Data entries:
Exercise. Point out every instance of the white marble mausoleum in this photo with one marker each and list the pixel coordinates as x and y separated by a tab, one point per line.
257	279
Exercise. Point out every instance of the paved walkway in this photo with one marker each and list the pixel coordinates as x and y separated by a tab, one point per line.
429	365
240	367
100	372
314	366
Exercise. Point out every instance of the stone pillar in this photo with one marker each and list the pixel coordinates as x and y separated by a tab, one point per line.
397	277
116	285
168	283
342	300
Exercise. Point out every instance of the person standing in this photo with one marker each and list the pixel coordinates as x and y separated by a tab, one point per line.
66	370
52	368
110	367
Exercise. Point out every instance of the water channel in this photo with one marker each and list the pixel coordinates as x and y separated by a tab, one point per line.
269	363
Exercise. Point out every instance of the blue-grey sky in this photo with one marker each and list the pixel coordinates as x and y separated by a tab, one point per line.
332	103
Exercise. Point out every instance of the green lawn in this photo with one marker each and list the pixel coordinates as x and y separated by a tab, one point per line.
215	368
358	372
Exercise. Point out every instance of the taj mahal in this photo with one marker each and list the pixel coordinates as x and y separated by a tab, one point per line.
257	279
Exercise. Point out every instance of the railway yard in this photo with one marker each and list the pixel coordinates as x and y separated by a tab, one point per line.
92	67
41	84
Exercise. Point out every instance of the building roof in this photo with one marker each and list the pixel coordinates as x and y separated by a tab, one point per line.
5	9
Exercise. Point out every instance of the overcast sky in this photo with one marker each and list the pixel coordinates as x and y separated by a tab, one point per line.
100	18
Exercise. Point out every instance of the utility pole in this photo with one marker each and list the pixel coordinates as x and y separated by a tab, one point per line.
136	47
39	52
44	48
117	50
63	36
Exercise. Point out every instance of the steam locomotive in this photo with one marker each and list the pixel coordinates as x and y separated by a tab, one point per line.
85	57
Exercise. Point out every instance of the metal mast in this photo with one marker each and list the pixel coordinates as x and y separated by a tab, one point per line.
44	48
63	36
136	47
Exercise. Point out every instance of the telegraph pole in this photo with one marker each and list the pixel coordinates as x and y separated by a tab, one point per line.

> [YOUR TASK]: With every word kept as it is, set down the entries again.

> [OUTPUT OF THE EXERCISE]:
Exercise. Point out every instance of the white marble mausoleum in this photo with one marker each and list the pixel coordinates as x and y separated by a tab, one point per line.
257	279
Exercise. Point out every instance of the paved walkway in this photo with one marker each and list the pixel coordinates as x and y separated by a tab, one point per line.
429	365
240	367
100	372
314	366
Exercise. Point out every instance of the stone pillar in this photo with one marker each and list the pixel coordinates as x and y separated by a tab, one point per line.
397	277
116	285
168	283
342	300
Exercise. Point out every instance of the person standing in this photo with one marker each and list the pixel coordinates as x and y separated by a tab, one point per line.
66	370
52	368
110	367
Exercise. Point out every instance of the water channel in this photo with one marker each and list the pixel coordinates as x and y separated by a tab, one point per line.
269	363
Exercise. Point out every instance of the blue-grey sky in this photo with one marker each and list the pixel coordinates as x and y separated by a tab, one point per line.
332	103
Exercise. Point out every instance of the green lawn in this photo with one marker each and list the pixel coordinates as x and y separated by a tab, one point per line.
215	368
358	372
Exercise. Point out every instance of the taj mahal in this photo with one marker each and list the pixel coordinates as x and y separated by a tab, one point per line.
257	279
Exercise. Point out every instance of the railway yard in this photo with one marker each and list the pixel coordinates as x and y separated by a tab, one point per line.
92	67
41	84
Exercise. Point out every instance of the building roof in this photo with one marker each and list the pixel coordinates as x and y separated by a tab, one point per line.
5	9
Exercise. Point out every instance of the overcast sky in this photo with one marker each and list the pixel coordinates as x and y separated by a tab, one point per line.
100	18
Exercise. Point out every instance of the utility pole in this photo with one marker each and list the pixel coordinates as x and y separated by a tab, one point per line.
136	47
39	52
44	48
117	50
63	36
Exercise. Point out every instance of the steam locomotive in this photo with one marker each and list the pixel coordinates as x and y separated by a tab, one point per line.
85	57
Exercise. Point out every instance of the metal mast in this photo with one marker each and list the pixel coordinates as x and y separated by a tab, one point per line.
44	48
63	36
136	47
Exercise. Point out every instance of the telegraph pole in this photo with one marker each and list the pixel coordinates as x and y separated by a tab, one point per line.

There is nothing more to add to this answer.